• _TASK_:
Please list each line of the listing below that contains the word "lawn".

• _DATA FOR THE TASK_:
────────

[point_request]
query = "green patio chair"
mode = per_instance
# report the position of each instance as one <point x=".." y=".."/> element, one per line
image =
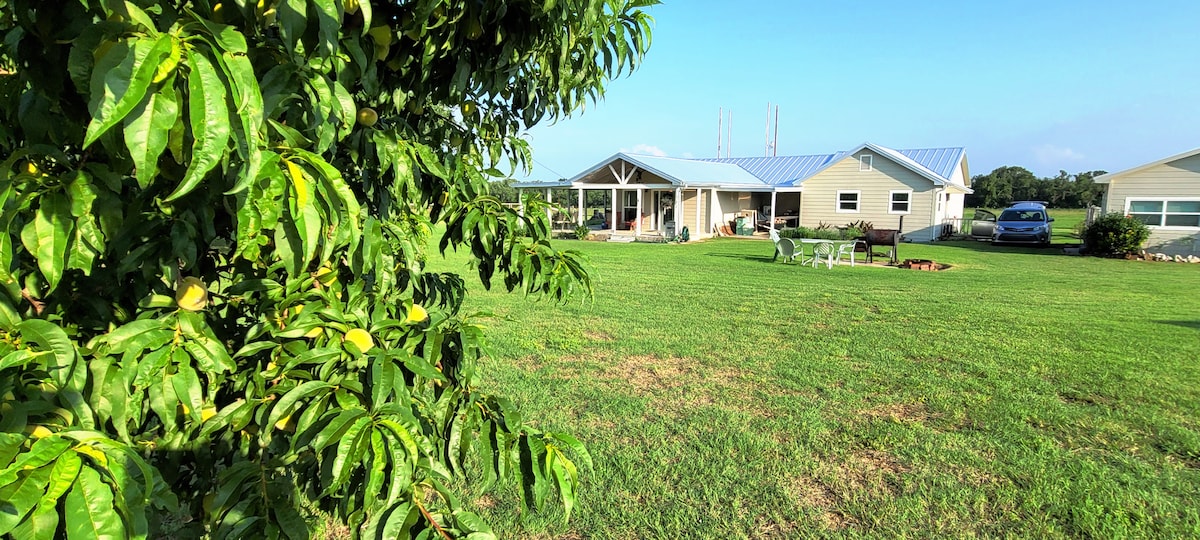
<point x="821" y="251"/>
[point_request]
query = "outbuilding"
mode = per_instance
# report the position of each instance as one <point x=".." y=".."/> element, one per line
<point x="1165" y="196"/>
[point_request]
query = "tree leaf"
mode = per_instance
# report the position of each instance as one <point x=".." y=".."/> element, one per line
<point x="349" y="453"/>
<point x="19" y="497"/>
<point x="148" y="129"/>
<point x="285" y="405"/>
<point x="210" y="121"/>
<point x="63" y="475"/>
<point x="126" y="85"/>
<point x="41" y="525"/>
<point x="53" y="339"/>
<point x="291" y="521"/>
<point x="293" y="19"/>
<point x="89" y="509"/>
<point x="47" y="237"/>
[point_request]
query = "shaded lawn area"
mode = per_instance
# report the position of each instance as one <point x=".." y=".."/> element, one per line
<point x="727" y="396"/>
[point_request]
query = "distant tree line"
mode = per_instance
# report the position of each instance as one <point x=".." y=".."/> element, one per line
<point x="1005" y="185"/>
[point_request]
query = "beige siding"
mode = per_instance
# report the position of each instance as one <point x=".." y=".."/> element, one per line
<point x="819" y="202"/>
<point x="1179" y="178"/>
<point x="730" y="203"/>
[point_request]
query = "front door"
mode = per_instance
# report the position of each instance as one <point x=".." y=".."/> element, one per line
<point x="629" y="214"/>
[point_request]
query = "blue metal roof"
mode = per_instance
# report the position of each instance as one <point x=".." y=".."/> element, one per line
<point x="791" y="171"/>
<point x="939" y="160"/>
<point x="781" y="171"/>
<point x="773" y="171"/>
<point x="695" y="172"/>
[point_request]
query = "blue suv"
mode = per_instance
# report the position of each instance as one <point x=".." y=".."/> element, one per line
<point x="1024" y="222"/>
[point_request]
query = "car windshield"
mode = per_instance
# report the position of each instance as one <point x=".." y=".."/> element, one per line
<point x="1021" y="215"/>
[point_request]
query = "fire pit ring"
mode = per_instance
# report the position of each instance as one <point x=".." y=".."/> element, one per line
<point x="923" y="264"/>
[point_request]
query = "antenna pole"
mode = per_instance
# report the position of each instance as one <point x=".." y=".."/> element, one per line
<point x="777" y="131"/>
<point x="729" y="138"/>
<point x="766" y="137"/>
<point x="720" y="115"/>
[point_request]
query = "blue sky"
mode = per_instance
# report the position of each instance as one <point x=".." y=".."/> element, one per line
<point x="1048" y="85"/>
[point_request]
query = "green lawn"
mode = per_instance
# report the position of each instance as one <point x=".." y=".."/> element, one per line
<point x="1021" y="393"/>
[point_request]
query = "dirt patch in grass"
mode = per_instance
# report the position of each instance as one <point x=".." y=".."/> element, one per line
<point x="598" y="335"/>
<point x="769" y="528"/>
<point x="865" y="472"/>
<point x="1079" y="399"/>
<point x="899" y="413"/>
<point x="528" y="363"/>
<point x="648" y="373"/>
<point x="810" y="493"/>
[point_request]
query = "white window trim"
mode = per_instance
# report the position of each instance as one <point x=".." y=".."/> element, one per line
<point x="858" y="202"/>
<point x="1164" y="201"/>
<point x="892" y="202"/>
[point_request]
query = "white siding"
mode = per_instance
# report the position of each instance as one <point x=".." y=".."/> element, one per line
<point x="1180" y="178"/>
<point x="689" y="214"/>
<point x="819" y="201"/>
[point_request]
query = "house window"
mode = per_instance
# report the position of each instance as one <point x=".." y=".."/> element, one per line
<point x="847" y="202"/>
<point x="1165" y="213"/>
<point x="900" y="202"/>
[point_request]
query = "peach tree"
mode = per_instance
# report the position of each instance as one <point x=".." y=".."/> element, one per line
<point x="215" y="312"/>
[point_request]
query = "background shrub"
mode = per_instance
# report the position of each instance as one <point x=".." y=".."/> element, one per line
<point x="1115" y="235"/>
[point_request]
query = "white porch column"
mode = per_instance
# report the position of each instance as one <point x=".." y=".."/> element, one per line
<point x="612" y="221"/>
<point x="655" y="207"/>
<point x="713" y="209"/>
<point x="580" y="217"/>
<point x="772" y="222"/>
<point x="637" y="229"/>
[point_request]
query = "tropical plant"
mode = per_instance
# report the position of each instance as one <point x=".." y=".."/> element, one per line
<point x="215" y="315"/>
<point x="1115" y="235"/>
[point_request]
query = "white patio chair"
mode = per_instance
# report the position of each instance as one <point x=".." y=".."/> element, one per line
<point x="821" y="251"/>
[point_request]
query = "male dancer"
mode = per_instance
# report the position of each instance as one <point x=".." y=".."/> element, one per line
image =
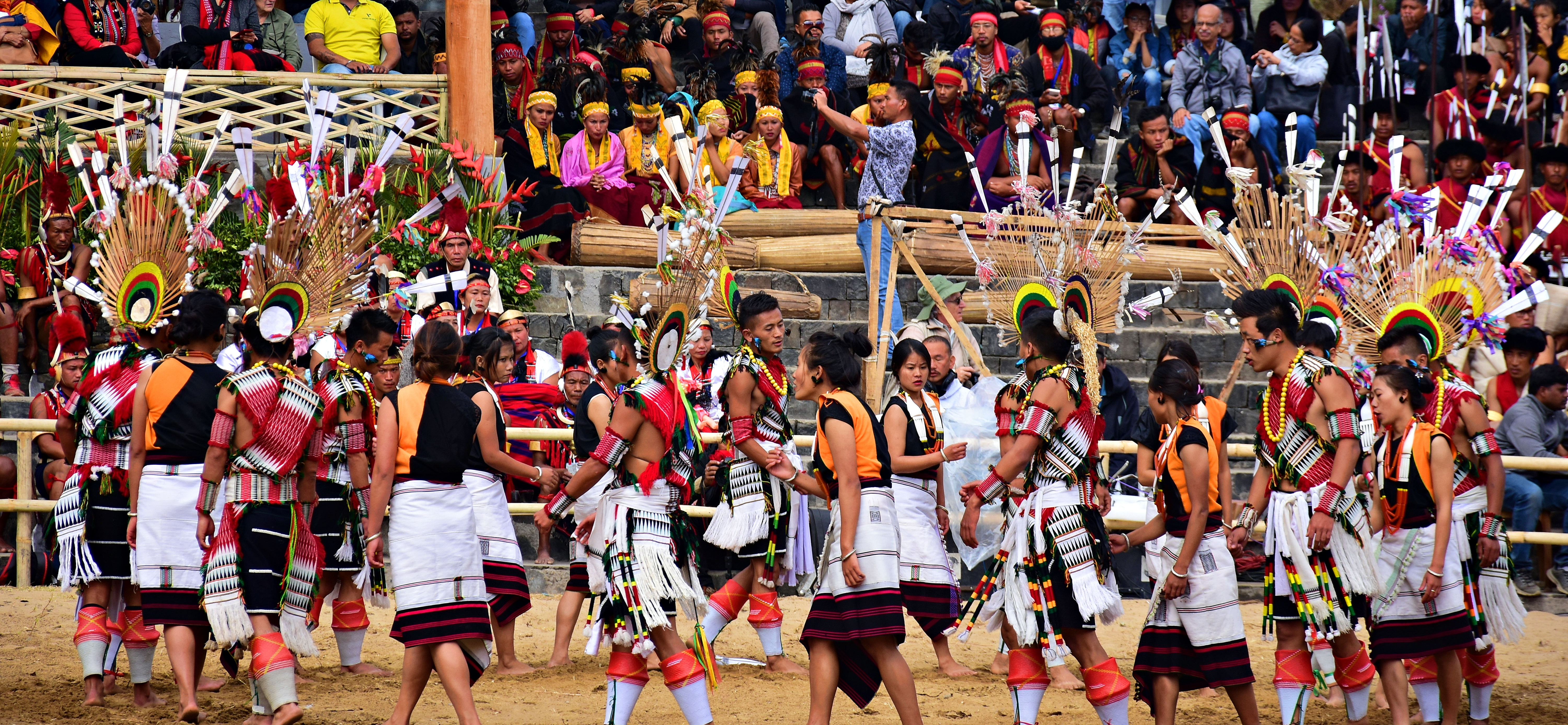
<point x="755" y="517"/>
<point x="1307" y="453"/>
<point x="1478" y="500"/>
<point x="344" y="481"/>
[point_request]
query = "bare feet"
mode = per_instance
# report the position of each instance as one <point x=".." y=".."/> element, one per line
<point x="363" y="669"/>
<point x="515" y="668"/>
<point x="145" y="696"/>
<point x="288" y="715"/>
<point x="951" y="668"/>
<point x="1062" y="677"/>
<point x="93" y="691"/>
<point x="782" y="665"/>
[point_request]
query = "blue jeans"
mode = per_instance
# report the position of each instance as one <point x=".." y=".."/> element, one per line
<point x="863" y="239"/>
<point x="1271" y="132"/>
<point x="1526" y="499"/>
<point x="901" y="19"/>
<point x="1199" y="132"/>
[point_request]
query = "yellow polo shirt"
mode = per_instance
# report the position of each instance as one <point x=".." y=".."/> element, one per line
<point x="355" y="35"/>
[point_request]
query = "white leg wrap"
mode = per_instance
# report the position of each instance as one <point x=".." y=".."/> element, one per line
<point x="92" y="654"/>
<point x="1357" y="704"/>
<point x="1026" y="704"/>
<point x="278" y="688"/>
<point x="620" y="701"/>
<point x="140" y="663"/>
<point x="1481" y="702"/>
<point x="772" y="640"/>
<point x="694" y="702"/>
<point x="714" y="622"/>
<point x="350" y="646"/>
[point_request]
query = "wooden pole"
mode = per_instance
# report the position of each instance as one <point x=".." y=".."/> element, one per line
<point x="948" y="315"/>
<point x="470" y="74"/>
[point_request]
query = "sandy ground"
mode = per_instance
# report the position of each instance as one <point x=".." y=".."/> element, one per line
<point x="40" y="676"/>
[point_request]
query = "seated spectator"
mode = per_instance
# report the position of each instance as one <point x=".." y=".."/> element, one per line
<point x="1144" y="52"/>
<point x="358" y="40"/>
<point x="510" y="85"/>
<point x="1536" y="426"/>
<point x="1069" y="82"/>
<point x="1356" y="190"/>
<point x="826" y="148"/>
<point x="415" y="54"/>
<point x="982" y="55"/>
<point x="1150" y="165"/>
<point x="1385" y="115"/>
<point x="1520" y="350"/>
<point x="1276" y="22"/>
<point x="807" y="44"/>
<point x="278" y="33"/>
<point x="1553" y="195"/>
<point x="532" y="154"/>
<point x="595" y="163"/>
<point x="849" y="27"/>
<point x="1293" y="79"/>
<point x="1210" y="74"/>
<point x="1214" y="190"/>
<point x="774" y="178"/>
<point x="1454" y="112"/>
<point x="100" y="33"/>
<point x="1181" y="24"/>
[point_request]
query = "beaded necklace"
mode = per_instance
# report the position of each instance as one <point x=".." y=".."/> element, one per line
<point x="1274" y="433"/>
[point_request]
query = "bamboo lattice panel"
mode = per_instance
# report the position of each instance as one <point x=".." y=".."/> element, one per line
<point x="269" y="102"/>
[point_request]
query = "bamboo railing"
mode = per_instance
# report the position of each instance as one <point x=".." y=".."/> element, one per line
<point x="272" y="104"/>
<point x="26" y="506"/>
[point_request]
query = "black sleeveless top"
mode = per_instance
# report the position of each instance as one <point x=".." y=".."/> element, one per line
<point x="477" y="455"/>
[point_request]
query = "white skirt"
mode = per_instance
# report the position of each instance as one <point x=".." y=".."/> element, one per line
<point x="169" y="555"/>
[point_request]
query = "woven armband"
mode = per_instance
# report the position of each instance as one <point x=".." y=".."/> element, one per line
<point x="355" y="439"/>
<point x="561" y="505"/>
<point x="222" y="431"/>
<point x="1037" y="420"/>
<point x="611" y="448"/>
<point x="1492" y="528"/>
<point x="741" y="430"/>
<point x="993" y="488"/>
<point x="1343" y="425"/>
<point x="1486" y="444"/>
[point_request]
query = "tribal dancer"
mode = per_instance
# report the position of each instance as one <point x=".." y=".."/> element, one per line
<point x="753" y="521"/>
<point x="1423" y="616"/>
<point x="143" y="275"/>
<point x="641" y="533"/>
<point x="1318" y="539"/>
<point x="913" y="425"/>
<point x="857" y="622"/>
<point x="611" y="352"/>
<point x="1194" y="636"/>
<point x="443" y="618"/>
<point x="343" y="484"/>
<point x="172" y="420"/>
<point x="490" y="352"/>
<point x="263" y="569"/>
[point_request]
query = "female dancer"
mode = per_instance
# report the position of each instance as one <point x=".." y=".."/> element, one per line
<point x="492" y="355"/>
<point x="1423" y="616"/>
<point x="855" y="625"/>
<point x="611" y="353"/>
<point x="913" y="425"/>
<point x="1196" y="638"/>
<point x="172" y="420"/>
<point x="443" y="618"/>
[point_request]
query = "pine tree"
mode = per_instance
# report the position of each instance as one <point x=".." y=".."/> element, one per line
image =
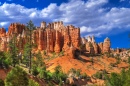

────────

• _SOLUTION_:
query = "shaded lawn area"
query = "green lawn"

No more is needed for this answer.